-------- Extracted text

Special Session: Anniversaries, Dutch contributions to urology and a book launch
While some anniversaries had already passed as the Amsterdam congress was postponed from 2020, it also allowed the EAU History Office to celebrate two others at its special session at EAU22. The History Office itself might find itself celebrating a slightly awkward “32-year anniversary” but on the other hand EAU22 was perfectly timed to commemorate both the EAU’s 50th Anniversary and the 40th anniversary of the discovery of intracavernous injections for erectile dysfunction.
Prof. Ronald Virag (Paris, FR) published the first paper on this topic in 1982 and he was present forty years later, introduced by former Chief Editor of European Urology Prof. Claude Schulman (Brussels, BE). Prof. Virag took the audience back to his original insights as a vascular surgeon, studying the effects of direct injection of papaverine into the epigastric artery, and how the discoveries were experienced by his patients in those first years.
Another speaker with an important first-hand account from the 1980s was former EAU Secretary General Prof. Debruyne, freshly honoured for his own contributions (1992-2004 and the 1990 Amsterdam Congress). Far from holding a dry talk about all of the signed documents, Prof. Debruyne painted a colourful picture of the cut and thrust of those early years, not shying away from pointing out the “challenging” personalities of those (almost exclusively) men who shaped the EAU in the first two decades.
The third anniversary belonged to the History Office itself. Dr. Johan Mattelaer (Kortrijk, BE), its first chairman and currently honorary member reflected on its origins at the 1990 EAU Congress in Amsterdam, and subsequent achievements. Dr. Mattelaer is still a prolific author, also presenting the latest Congress gift book, Roma Intima together with his co-author Dr. Bert Gevaert (Bruges, BE) at the session.
Dutch topics
It was Prof. Rob Pelger (Leiden, NL) who recounted how the Dutch surgeon Pieter Donker and Patrick Walsh worked together to discover and describe the nerves that control erections, paving the way for the nerve-sparing prostatectomy. The original sketches by Prof. Walsh, as well as several anatomical drawings by Donker are on display in the Historical Exhibition across from the EAU Booth.
Dr. Pieter Dik (Zeist, NL) seized on the Dutch theme to tell the stories of Van Stockum and Zaaijer, two Dutch urologists from the early 20th century whose names would not be attached to the procedures they pioneered: the Millin and Bricker. While Terrence Millin was aware of Van Stockum’s work and cited him some forty years later, Zaaijers unsuccessful attempts at uretero-ileal-cutaneostomy was largely unknown when Bricker published his method in the 1950s.
Perhaps most topical of all was Dr. Frank IJpma (Amsterdam, NL) who gave a potted history of his research into the Amsterdam surgeon’s guild as famously depicted by Rembrandt in his The Anatomy Lesson of Dr. Nicolaes Tulp (1632).

----------------
-------- Supplied entries

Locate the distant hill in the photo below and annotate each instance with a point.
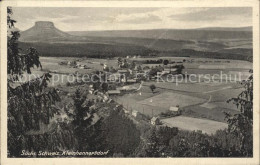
(44, 31)
(204, 34)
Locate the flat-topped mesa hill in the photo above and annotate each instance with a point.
(44, 31)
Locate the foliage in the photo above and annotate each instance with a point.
(30, 104)
(120, 133)
(152, 87)
(82, 118)
(241, 124)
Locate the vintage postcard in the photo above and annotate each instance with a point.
(130, 82)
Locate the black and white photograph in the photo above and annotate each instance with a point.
(129, 82)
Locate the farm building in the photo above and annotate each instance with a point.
(136, 114)
(113, 92)
(123, 71)
(131, 81)
(114, 77)
(175, 109)
(127, 88)
(155, 121)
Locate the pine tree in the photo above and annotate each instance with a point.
(82, 120)
(241, 124)
(31, 103)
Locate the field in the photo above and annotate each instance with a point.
(193, 124)
(199, 99)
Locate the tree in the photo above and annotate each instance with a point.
(152, 148)
(120, 62)
(82, 120)
(104, 87)
(241, 124)
(165, 62)
(30, 104)
(152, 87)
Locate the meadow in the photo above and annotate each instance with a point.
(204, 100)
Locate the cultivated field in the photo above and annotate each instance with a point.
(196, 99)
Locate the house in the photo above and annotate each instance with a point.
(113, 92)
(123, 71)
(136, 114)
(131, 81)
(175, 109)
(155, 121)
(113, 77)
(127, 88)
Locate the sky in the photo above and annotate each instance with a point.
(95, 19)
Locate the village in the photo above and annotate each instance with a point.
(134, 78)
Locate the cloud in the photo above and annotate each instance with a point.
(84, 19)
(213, 14)
(140, 19)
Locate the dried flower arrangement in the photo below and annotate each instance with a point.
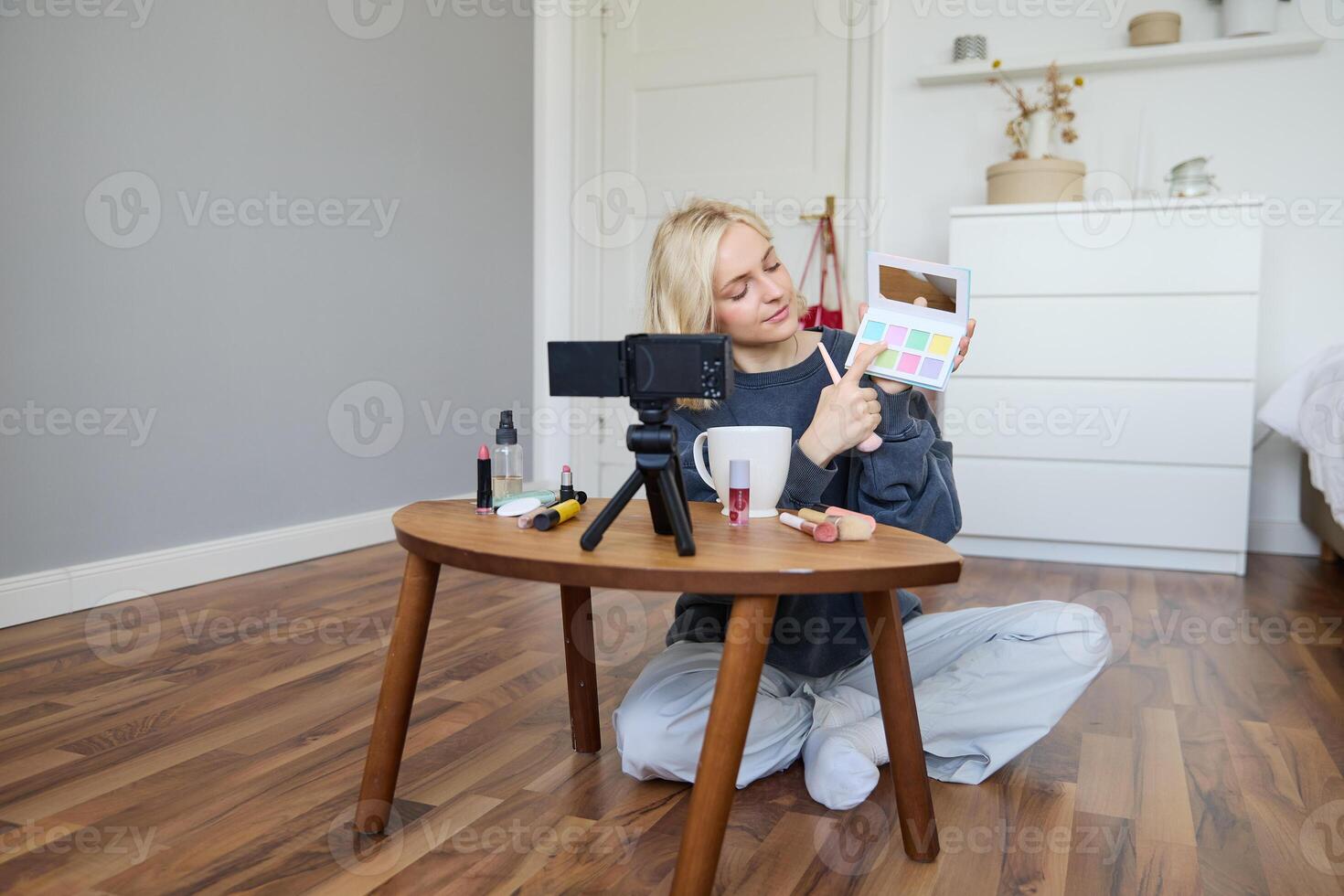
(1054, 98)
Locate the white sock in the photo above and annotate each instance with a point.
(840, 706)
(840, 764)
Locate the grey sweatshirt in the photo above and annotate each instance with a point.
(906, 483)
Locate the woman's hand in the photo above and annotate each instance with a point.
(891, 387)
(847, 412)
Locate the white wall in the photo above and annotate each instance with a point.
(1273, 126)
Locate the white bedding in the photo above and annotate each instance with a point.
(1309, 410)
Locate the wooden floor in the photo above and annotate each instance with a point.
(211, 741)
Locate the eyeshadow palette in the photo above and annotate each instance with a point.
(921, 338)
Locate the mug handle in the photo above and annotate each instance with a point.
(699, 464)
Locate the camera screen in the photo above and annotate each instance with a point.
(667, 367)
(902, 285)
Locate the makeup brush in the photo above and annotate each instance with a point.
(849, 528)
(874, 441)
(818, 531)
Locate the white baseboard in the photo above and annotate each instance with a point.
(1113, 555)
(70, 589)
(1284, 536)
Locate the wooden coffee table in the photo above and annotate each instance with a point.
(754, 564)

----------------

§ The problem
Please state the year in which, according to the EAU22 history session report, Prof. Ronald Virag published the first paper on intracavernous injections for erectile dysfunction. Set the data aside; it has no role here.

§ Answer to this exercise
1982